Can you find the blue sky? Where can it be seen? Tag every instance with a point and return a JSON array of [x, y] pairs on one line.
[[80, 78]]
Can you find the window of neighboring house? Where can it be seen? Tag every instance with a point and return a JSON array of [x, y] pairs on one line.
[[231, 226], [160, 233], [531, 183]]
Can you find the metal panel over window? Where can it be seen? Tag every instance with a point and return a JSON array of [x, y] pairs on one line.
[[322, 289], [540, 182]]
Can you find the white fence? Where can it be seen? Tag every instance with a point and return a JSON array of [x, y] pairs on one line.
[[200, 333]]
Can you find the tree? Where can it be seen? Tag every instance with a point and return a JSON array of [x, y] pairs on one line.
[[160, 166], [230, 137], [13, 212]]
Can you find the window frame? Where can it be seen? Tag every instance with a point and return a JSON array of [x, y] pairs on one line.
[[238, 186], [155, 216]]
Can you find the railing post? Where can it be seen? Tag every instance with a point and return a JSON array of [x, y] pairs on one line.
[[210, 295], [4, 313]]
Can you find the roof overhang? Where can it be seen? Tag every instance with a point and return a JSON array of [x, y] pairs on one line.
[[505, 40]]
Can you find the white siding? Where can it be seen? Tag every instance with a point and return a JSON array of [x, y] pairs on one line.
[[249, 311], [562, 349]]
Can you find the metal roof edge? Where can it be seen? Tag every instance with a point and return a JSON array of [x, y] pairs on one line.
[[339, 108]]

* * *

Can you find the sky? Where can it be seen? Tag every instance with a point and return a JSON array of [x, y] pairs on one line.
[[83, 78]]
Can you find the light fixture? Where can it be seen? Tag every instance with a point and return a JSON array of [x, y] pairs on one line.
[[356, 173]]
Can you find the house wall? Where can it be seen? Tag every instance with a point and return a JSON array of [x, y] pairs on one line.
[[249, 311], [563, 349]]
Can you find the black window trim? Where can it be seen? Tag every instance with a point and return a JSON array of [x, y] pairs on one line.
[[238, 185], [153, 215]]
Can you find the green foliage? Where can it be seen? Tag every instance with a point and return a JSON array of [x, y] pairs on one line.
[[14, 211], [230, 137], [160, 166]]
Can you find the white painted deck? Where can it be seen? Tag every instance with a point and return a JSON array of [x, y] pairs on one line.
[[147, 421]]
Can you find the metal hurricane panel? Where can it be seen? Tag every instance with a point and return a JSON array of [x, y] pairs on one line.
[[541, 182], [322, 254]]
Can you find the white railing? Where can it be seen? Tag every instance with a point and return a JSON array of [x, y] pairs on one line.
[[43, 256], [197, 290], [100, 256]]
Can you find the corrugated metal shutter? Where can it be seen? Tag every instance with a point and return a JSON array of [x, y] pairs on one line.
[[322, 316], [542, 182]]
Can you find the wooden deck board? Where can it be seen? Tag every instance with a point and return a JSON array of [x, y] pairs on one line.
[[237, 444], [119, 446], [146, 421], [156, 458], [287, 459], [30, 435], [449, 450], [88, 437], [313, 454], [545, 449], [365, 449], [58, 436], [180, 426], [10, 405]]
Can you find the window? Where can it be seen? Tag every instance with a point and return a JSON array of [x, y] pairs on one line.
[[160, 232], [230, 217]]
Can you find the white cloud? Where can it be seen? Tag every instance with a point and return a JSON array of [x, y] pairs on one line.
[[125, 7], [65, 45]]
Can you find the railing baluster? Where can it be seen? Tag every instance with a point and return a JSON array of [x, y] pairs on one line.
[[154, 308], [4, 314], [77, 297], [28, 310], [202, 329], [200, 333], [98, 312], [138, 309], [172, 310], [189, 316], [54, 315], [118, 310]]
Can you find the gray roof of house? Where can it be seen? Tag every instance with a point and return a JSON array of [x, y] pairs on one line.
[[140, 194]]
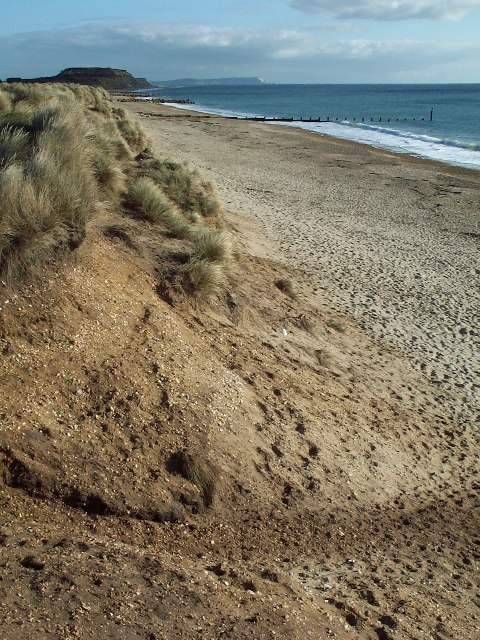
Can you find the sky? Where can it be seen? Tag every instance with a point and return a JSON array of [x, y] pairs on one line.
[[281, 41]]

◆ AIM ◆
Count the lines in the items above that contain the string "house". Give only the number.

◆ TASK OUTPUT ◆
3